#### READING PASSAGE
For any journey you typically pack things to take a long with you. Some people throw a bag together in a few minutes while others make lists and are meticulous about making sure they have everything they need. I fall into the latter category.
Maybe I got this trait from being a Boy Scout and living by the motto, “Be Prepared.” It is a good motto. For example, in my vehicle I have a travel bag with jumper cables, tools, a tarp, water, matches, flashlight, first-aid kit and other emergency gear.
However, as I get older, I am learning to travel light. I remember my first trip overseas. I packed way too much and my bags became an unnecessary burden. This past March, I was on a mission to the Arctic to teach a school for the Anglican Church. I was going to an extreme climate (It never got above -5F). Finding some of the needed items while living in Florida was a challenge. There was a 107 degree temperature change from when I got on the plane in Orlando to when I got off the plane in Yellowknife-Northwest Territories. Careful and deliberate packing was necessary for that journey.
So what do we take with us in this journey home? First if we are going somewhere we need to know our destination and how to get there. We need navigation. It has gotten easier over the years with GPS built into our phones. No need for the road atlas or maps that could never be put back together once opened.

#### DIRECTIVE 1
Show every line of the records below that contains the string "riding".

#### DATA EXCERPTS
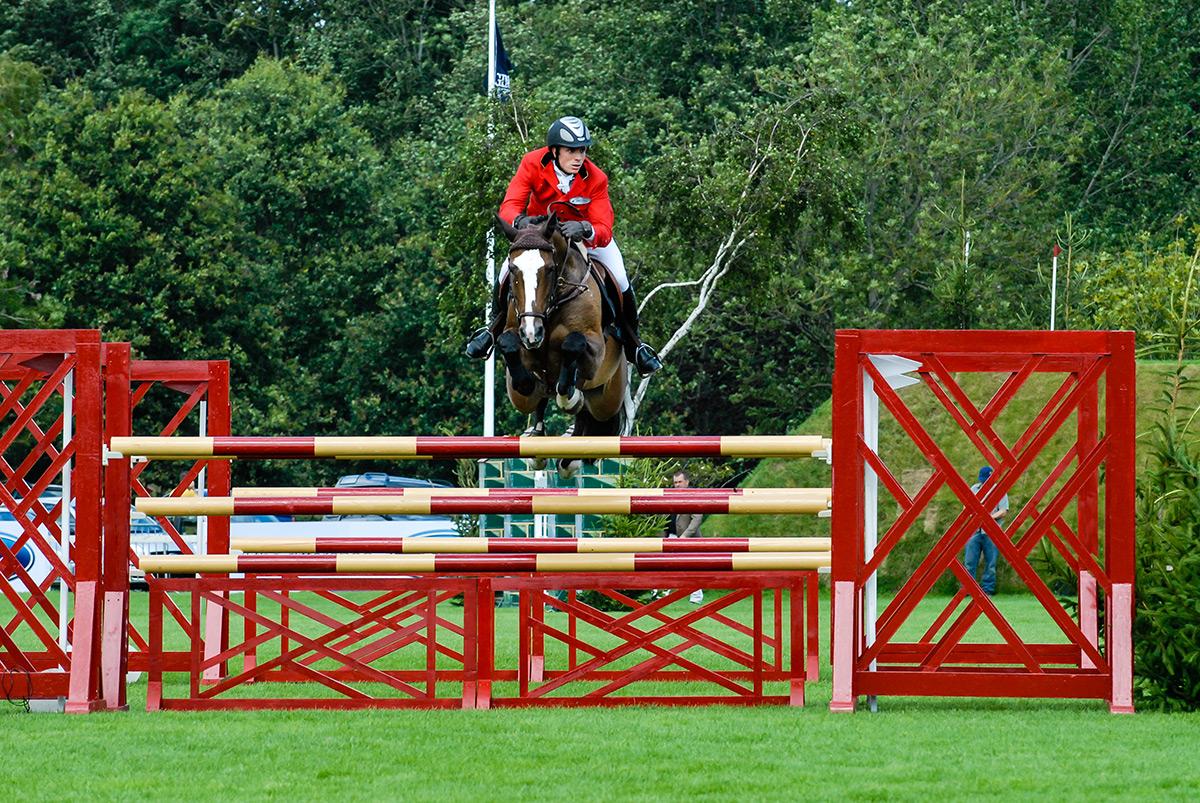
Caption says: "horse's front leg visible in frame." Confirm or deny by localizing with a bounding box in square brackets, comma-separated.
[554, 331, 588, 414]
[496, 329, 538, 396]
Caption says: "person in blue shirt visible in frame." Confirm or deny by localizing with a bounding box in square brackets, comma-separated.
[962, 466, 1008, 597]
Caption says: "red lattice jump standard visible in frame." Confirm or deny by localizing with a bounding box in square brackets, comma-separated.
[830, 331, 1135, 712]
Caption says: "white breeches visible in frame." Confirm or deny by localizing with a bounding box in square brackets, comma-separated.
[497, 240, 629, 293]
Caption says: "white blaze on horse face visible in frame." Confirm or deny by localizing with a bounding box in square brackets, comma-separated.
[512, 250, 544, 343]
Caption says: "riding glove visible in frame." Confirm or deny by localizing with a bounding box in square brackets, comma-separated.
[512, 215, 546, 229]
[558, 221, 595, 240]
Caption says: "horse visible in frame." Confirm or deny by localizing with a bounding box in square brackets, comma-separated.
[496, 214, 629, 475]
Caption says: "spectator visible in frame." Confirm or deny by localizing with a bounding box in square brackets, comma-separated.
[668, 468, 704, 605]
[962, 466, 1008, 597]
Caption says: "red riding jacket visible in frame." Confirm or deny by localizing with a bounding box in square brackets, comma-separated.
[500, 148, 613, 248]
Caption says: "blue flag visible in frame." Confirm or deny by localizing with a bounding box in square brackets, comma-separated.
[496, 22, 512, 101]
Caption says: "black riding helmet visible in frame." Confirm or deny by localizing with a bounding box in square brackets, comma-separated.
[546, 116, 592, 148]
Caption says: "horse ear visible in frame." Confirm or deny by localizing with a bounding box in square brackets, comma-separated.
[496, 214, 517, 242]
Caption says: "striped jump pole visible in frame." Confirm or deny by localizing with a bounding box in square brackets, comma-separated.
[142, 552, 829, 575]
[109, 435, 830, 460]
[230, 535, 829, 555]
[136, 491, 829, 516]
[230, 486, 832, 499]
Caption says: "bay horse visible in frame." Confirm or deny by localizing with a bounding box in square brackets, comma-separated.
[496, 214, 629, 474]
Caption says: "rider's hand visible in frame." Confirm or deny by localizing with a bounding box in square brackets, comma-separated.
[558, 221, 595, 240]
[512, 215, 546, 229]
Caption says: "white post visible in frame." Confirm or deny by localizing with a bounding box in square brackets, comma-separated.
[196, 401, 209, 555]
[1050, 242, 1062, 331]
[480, 0, 496, 439]
[863, 367, 880, 712]
[59, 364, 74, 652]
[863, 354, 920, 711]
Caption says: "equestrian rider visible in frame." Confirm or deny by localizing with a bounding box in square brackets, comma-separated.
[467, 116, 662, 377]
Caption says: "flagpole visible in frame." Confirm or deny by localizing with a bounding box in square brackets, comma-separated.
[1050, 242, 1062, 331]
[484, 0, 496, 438]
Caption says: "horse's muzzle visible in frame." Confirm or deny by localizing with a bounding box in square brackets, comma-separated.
[518, 313, 546, 349]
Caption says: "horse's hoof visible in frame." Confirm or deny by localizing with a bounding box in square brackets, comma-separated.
[554, 388, 583, 415]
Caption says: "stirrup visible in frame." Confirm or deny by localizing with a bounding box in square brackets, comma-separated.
[634, 343, 662, 377]
[463, 326, 496, 360]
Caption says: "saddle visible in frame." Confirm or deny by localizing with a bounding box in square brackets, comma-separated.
[572, 241, 624, 342]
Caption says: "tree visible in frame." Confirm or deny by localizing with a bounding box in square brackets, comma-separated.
[626, 91, 853, 427]
[810, 0, 1078, 326]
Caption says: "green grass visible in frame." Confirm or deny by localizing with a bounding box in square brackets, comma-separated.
[0, 585, 1200, 801]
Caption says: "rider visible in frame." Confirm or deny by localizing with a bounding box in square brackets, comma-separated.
[467, 116, 662, 377]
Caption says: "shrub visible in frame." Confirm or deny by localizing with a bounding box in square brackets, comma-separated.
[1134, 372, 1200, 711]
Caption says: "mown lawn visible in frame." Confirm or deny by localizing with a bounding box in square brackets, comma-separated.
[0, 594, 1200, 801]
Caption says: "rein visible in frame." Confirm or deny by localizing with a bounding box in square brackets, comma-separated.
[512, 240, 588, 325]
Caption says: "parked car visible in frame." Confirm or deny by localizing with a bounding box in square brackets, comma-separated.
[324, 472, 457, 525]
[0, 508, 54, 592]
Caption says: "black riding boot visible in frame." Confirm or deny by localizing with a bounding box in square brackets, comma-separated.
[620, 287, 662, 377]
[466, 282, 509, 360]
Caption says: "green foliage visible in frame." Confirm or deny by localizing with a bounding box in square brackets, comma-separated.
[1082, 226, 1200, 358]
[810, 0, 1078, 328]
[0, 86, 258, 348]
[1134, 374, 1200, 711]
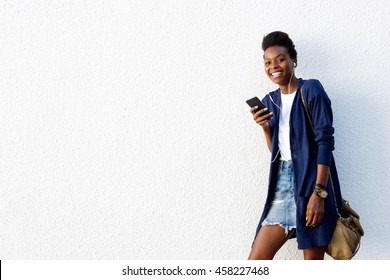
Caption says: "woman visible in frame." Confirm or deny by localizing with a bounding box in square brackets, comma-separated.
[248, 31, 341, 260]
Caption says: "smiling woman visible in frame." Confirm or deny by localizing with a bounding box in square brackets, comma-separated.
[249, 31, 341, 259]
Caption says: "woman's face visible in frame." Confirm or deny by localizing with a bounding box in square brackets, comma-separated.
[264, 46, 296, 86]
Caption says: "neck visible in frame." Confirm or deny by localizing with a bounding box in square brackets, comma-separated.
[279, 76, 298, 94]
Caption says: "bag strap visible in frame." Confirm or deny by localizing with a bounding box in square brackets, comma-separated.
[300, 85, 341, 217]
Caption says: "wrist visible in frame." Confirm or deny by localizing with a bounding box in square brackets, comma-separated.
[313, 188, 328, 199]
[314, 182, 326, 190]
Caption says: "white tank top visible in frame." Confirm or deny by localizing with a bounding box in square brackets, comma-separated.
[278, 92, 296, 161]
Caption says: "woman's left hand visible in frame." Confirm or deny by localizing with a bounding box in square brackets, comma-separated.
[306, 193, 324, 227]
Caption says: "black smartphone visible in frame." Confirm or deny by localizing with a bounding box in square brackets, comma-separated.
[246, 96, 270, 116]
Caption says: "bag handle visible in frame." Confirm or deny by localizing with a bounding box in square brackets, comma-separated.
[300, 85, 341, 217]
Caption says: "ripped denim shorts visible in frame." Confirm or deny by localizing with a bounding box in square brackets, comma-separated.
[262, 160, 297, 234]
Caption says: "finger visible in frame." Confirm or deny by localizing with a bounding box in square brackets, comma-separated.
[251, 106, 259, 114]
[255, 108, 268, 117]
[253, 112, 273, 123]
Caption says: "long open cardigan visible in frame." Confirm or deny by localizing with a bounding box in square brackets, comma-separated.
[252, 79, 341, 249]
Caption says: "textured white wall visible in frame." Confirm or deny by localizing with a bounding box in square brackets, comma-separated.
[0, 0, 390, 259]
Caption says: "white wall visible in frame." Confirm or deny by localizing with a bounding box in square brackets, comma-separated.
[0, 0, 390, 259]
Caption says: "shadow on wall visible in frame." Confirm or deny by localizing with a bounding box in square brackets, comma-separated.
[297, 34, 390, 259]
[331, 81, 390, 259]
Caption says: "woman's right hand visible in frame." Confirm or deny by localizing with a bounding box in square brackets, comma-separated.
[251, 106, 273, 128]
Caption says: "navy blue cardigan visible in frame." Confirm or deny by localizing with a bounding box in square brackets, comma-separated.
[252, 80, 341, 249]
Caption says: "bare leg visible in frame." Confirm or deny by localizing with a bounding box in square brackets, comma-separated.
[248, 225, 293, 260]
[303, 246, 326, 260]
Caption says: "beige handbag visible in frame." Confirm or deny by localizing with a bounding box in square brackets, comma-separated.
[326, 200, 364, 260]
[301, 87, 364, 260]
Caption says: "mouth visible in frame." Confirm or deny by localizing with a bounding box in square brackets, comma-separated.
[271, 71, 282, 78]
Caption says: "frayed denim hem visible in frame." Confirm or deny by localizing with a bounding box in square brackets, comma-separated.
[261, 220, 297, 236]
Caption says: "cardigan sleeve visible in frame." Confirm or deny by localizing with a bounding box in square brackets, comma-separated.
[304, 80, 335, 166]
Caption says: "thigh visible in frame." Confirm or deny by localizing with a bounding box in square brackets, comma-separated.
[303, 246, 326, 260]
[248, 225, 294, 260]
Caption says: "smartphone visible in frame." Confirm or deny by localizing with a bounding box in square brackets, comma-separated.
[246, 97, 270, 116]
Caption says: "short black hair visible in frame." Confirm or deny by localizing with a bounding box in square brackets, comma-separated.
[261, 31, 297, 59]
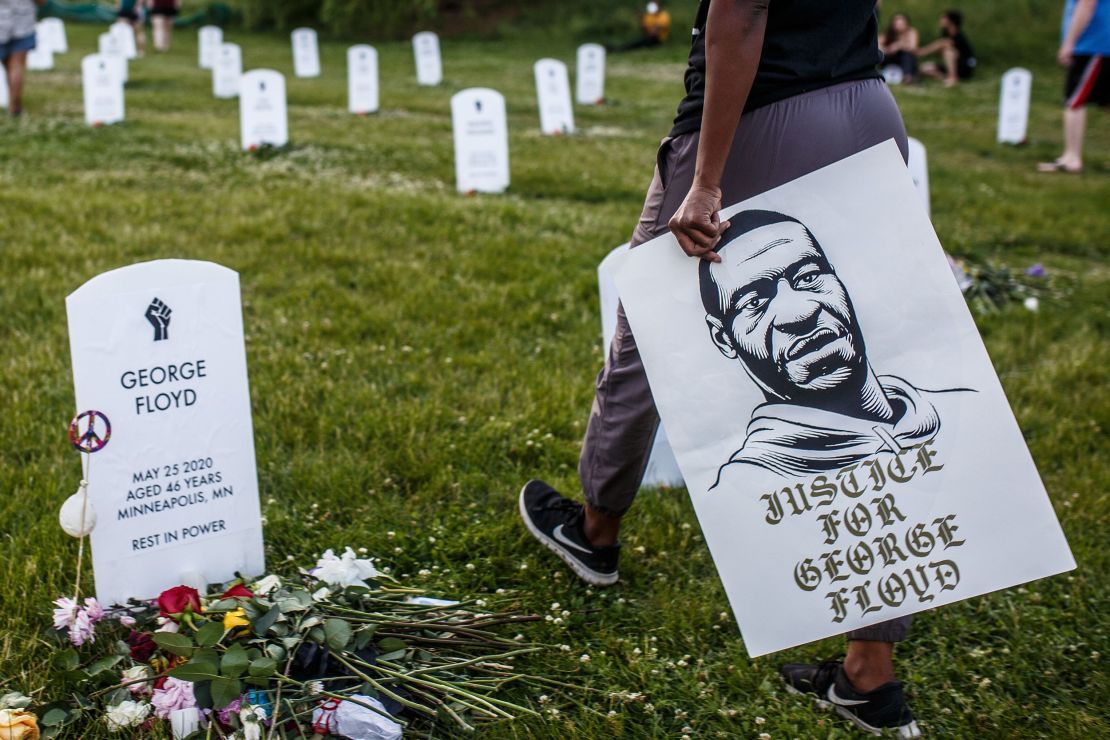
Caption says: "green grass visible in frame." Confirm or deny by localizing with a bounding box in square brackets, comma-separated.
[0, 11, 1110, 738]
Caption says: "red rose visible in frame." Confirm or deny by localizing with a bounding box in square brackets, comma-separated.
[128, 630, 158, 663]
[158, 586, 201, 618]
[220, 584, 254, 599]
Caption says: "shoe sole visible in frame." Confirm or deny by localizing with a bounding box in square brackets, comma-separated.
[786, 683, 921, 740]
[517, 481, 620, 586]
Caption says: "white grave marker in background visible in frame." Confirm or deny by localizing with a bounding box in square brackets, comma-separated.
[597, 242, 685, 488]
[451, 88, 508, 193]
[98, 33, 128, 83]
[413, 31, 443, 85]
[196, 26, 223, 70]
[36, 18, 69, 54]
[998, 67, 1033, 144]
[532, 59, 574, 135]
[108, 21, 139, 60]
[65, 260, 264, 605]
[290, 28, 320, 78]
[81, 54, 123, 125]
[907, 136, 932, 215]
[239, 70, 289, 151]
[574, 43, 605, 105]
[347, 43, 379, 113]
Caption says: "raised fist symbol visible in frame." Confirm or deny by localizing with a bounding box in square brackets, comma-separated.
[147, 298, 173, 342]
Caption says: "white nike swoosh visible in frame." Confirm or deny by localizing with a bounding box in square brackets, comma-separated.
[552, 525, 591, 555]
[827, 683, 868, 707]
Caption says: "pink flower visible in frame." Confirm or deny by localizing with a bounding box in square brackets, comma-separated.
[150, 678, 196, 719]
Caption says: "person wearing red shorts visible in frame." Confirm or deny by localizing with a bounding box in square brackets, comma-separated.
[1038, 0, 1110, 174]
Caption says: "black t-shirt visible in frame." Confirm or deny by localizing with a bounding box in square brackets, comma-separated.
[670, 0, 882, 136]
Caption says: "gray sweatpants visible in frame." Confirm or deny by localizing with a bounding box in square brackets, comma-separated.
[578, 80, 910, 642]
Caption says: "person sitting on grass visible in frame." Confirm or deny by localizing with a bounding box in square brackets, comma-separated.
[1038, 0, 1110, 174]
[917, 10, 978, 88]
[879, 13, 918, 82]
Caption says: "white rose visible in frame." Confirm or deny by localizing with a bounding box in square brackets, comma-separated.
[104, 701, 150, 732]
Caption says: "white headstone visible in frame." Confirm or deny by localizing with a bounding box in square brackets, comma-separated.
[451, 88, 508, 193]
[65, 260, 264, 605]
[574, 43, 605, 105]
[98, 33, 128, 83]
[907, 136, 932, 215]
[36, 18, 69, 54]
[81, 54, 123, 125]
[196, 26, 223, 70]
[291, 28, 320, 78]
[108, 21, 139, 59]
[532, 59, 574, 135]
[212, 43, 243, 98]
[597, 242, 685, 488]
[239, 70, 289, 151]
[413, 31, 443, 85]
[347, 43, 379, 113]
[998, 67, 1033, 144]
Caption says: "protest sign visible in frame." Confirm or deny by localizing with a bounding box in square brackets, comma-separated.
[291, 28, 320, 78]
[347, 43, 379, 113]
[532, 59, 574, 135]
[239, 70, 289, 151]
[617, 141, 1074, 656]
[451, 88, 508, 193]
[413, 31, 443, 85]
[81, 54, 123, 125]
[998, 67, 1033, 144]
[212, 43, 243, 98]
[574, 43, 605, 105]
[65, 260, 264, 605]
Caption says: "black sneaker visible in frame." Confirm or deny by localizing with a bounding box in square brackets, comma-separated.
[521, 480, 620, 586]
[778, 660, 921, 740]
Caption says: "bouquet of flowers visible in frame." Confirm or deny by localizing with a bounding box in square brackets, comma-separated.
[26, 548, 554, 740]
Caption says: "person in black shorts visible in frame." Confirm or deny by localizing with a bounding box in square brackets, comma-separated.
[917, 10, 977, 88]
[1037, 0, 1110, 174]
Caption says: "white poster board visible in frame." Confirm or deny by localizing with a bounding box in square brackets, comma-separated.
[597, 242, 684, 488]
[532, 59, 574, 135]
[81, 54, 123, 126]
[196, 26, 223, 70]
[36, 18, 69, 54]
[451, 88, 508, 193]
[617, 141, 1076, 656]
[212, 43, 243, 98]
[108, 20, 139, 60]
[347, 43, 379, 114]
[998, 67, 1033, 144]
[290, 28, 320, 78]
[574, 43, 605, 105]
[65, 260, 264, 605]
[906, 136, 932, 216]
[239, 70, 289, 151]
[413, 31, 443, 85]
[97, 33, 129, 84]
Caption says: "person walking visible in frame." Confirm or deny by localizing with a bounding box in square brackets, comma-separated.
[518, 0, 919, 738]
[0, 0, 46, 118]
[1038, 0, 1110, 174]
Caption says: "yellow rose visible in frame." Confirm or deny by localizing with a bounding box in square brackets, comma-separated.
[0, 709, 39, 740]
[223, 608, 251, 637]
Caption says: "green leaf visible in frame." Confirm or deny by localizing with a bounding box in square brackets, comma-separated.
[196, 621, 223, 648]
[170, 660, 220, 683]
[324, 618, 351, 650]
[220, 645, 251, 678]
[212, 678, 243, 709]
[250, 658, 278, 676]
[154, 632, 193, 658]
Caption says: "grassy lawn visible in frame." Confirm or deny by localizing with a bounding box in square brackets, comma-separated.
[0, 7, 1110, 738]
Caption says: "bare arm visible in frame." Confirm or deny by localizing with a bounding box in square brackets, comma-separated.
[669, 0, 769, 262]
[1056, 0, 1099, 67]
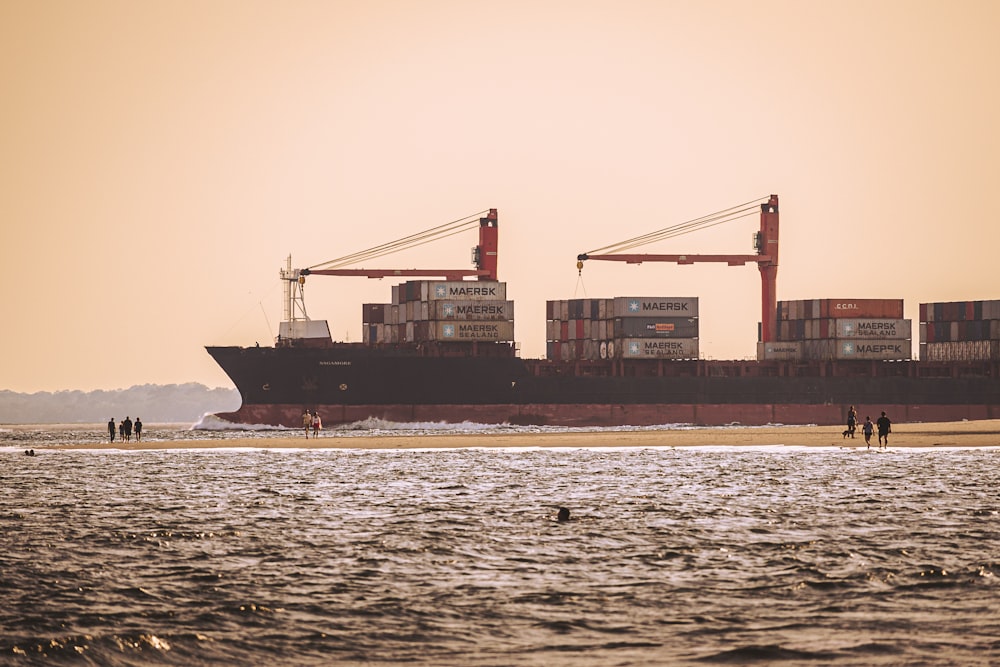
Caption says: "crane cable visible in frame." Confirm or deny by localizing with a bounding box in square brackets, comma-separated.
[308, 210, 489, 270]
[585, 197, 768, 255]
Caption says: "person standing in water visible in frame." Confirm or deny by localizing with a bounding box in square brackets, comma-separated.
[875, 410, 892, 449]
[861, 417, 875, 449]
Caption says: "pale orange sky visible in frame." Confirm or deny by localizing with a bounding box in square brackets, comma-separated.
[0, 0, 1000, 392]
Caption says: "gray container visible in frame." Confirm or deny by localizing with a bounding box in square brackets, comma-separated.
[413, 320, 514, 342]
[420, 280, 507, 301]
[613, 338, 698, 359]
[429, 300, 514, 320]
[612, 296, 698, 318]
[757, 341, 802, 361]
[833, 319, 912, 340]
[802, 338, 913, 361]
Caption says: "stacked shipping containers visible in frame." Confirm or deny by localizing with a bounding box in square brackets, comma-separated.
[545, 296, 698, 361]
[920, 300, 1000, 361]
[362, 280, 514, 345]
[757, 299, 913, 361]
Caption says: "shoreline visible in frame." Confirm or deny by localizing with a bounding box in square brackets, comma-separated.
[35, 419, 1000, 451]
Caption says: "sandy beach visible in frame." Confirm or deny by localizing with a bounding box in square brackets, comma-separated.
[45, 419, 1000, 450]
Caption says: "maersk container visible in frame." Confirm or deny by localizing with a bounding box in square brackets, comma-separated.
[361, 303, 388, 324]
[613, 338, 698, 359]
[612, 317, 698, 338]
[428, 300, 514, 320]
[802, 338, 913, 361]
[418, 280, 507, 301]
[757, 341, 802, 361]
[920, 340, 1000, 362]
[833, 319, 912, 340]
[412, 320, 514, 342]
[612, 296, 698, 318]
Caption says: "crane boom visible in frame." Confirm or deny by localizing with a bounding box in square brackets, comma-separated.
[298, 208, 498, 280]
[278, 208, 499, 344]
[576, 195, 779, 342]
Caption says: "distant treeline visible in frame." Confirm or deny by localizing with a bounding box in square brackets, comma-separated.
[0, 382, 240, 424]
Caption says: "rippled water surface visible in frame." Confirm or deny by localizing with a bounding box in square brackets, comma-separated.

#### DIRECTIVE 2
From the text on packing for a journey, output the part that opens with the words "Maybe I got" and closes with "other emergency gear.", copied exactly.

#### EXERCISE SOLUTION 1
Caption says: "riding glove visible in frame." Confirm or deny by localizing with a bounding box in square brackets, comma-separated.
Caption says: "red riding jacket visible in frame." Confirm or deny by localizing with a bounding box in square brackets, comma-separated.
Caption says: "black riding helmet visible in frame." Confirm or deny by localizing with a bounding box in square brackets, comma-separated.
Caption says: "black riding boot visible in frame." Confirm or deny by localizing with a bounding box in square brackets, comma-separated.

#### EXERCISE SOLUTION 2
Maybe I got this trait from being a Boy Scout and living by the motto, “Be Prepared.” It is a good motto. For example, in my vehicle I have a travel bag with jumper cables, tools, a tarp, water, matches, flashlight, first-aid kit and other emergency gear.